_SET PROBLEM A_.
Retype the passage of the shortcode tutorial below, starting at "Rendering the shortcode" and ending at "the options table.".

═════ EXCERPT PROVIDED ═════

Rendering the shortcode

Now that we can save our settings and retrieve our authentication token, we can render our shortcode. First we’ll need to specify our default parameters. To do this we use the extract and shortcode_atts functions. We then need to get our token and the screen name we wish to display from the options table.

extract( shortcode_atts( array(
    'id' => 'tweets-1',
    'count' => '10',
    'exclude_replies' => '1',
    'include_rts' => '1'
), $atts ) );

$token = get_option( 'TWITTER_BEARER_TOKEN' );
$screen_name = get_option( 'TWITTER_SCREEN_NAME' );

If both have been set, we can start building our User Timeline request (if you’re writing an app, you would probably use the Home Timeline).

To make the request, this time we will be using the wp_remote_get function. Once again we set the http version and the Authorization header. This time the Authorization header is set to ‘Bearer [token]‘.

$args = array(
    'httpversion' => '1.1',
    'blocking' => true,
    'headers' => array( 
        'Authorization' => "Bearer $token"
    )
);
add_filter('https_ssl_verify', '__return_false');
$api_url = "https://api.twitter.com/1.1/statuses/user_timeline.json?screen_name=$screen_name&count=$count&exclude_replies=$exclude_replies&include_rts=$include_rts";

$response = wp_remote_get( $api_url, $args );

$tweets = json_decode($response['body']);

If the request is successful we now have a collection of tweets. If your wp_remote_get and wp_remote_post requests are failing, they return a WP_Error object in the event of a failure, you can use the following code to debug them

if ( is_wp_error($response) )
   echo $response->get_error_message();

One common error that can happen in hosted environments is that your local cert might be expired or invalid, you can get around this issue by using the below code. It should be noted, that this is not a long term fix, you should contact your hosting provider and get them to re-issue or update the certificate.

═════

_SET PROBLEM B_.
Show every line of the entries below that contains the string "tree", and treat uppercase and lowercase as different.

═════ EXCERPTED RECORDS ═════

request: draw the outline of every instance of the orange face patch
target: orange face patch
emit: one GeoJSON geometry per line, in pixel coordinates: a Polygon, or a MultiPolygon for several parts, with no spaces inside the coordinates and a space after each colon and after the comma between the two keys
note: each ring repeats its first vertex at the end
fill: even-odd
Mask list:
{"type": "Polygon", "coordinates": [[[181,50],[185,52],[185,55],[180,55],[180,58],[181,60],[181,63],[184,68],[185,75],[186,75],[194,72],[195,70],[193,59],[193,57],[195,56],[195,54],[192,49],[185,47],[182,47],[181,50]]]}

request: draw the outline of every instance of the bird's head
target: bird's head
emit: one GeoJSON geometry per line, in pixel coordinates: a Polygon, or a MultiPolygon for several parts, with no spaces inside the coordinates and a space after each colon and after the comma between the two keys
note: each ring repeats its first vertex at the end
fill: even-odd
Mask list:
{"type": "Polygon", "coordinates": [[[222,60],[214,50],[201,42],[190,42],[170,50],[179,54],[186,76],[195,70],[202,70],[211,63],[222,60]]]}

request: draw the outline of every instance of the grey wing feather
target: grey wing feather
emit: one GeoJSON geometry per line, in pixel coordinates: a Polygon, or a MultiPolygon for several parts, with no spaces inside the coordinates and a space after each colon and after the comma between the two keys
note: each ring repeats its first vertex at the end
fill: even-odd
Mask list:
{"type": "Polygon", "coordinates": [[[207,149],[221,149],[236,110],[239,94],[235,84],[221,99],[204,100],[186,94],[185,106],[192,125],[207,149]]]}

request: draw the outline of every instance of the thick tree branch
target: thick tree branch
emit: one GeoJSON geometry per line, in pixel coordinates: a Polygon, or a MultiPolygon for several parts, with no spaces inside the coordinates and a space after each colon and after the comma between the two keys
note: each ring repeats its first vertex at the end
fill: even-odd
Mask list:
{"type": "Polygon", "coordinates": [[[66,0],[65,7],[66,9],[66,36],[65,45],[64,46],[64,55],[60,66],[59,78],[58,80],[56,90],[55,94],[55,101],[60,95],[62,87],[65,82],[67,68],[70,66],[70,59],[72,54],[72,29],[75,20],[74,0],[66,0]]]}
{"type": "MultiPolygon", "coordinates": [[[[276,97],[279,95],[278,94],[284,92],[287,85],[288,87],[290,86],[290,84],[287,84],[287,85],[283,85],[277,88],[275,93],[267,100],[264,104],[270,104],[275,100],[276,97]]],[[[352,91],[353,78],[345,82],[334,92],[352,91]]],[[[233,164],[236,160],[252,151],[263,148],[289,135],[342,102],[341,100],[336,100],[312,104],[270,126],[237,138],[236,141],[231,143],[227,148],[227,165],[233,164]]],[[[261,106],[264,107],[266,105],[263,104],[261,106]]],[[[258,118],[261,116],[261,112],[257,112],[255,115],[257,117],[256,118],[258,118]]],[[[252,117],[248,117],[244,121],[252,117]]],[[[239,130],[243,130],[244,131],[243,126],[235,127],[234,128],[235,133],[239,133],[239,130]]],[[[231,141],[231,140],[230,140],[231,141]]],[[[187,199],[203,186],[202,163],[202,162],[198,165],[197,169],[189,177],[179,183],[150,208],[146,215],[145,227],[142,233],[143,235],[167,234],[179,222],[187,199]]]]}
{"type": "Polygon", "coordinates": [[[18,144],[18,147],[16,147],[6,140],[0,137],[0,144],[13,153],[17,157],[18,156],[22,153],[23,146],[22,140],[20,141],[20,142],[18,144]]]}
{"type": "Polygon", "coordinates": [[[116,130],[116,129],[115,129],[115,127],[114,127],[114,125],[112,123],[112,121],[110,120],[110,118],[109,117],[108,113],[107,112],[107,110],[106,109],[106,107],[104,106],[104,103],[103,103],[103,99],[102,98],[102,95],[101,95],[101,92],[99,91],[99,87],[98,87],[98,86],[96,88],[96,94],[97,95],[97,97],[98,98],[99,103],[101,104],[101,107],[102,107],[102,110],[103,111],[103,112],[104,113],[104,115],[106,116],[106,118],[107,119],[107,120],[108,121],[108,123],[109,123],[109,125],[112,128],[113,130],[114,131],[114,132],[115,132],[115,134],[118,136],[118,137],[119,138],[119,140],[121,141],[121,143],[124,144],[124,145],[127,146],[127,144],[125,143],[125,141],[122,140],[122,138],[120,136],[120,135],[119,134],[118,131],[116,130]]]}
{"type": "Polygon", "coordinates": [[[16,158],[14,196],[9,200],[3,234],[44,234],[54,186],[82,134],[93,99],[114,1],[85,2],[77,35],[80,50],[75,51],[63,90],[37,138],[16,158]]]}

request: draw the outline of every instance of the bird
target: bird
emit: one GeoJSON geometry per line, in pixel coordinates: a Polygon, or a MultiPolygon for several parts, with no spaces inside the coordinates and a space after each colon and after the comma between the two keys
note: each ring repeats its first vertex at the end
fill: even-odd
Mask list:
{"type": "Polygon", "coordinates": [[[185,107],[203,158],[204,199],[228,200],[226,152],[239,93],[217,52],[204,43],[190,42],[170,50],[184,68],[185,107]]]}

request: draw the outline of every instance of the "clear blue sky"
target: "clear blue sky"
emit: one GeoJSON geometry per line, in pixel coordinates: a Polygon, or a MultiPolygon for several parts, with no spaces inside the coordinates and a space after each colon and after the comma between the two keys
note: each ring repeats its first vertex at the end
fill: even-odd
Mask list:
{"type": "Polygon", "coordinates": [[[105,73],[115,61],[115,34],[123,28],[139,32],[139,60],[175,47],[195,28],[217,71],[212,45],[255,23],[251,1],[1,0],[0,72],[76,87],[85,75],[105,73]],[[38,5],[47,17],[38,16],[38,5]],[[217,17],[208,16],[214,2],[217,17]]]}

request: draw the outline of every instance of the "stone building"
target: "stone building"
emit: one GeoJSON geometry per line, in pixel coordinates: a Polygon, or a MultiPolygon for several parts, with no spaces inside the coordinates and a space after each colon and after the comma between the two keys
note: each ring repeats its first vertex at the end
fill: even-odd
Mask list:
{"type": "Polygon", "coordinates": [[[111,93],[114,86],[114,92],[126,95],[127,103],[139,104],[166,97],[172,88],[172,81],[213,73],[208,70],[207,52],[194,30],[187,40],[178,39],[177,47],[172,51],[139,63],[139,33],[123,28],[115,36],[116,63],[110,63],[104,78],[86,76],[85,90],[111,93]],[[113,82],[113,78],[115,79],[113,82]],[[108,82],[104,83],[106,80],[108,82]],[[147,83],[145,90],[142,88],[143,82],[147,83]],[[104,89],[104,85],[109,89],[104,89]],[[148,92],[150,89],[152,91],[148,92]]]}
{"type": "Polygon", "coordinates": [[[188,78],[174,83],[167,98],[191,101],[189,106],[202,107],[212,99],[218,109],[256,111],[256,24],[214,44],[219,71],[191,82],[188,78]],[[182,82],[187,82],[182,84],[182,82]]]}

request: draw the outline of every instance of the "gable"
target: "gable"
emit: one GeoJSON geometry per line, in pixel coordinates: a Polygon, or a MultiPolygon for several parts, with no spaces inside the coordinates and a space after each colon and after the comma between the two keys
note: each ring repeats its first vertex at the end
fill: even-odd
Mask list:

═════

_FULL SOLUTION A_.
Rendering the shortcode

Now that we can save our settings and retrieve our authentication token, we can render our shortcode. First we’ll need to specify our default parameters. To do this we use the extract and shortcode_atts functions. We then need to get our token and the screen name we wish to display from the options table.

_FULL SOLUTION B_.
request: draw the outline of every instance of the thick tree branch
target: thick tree branch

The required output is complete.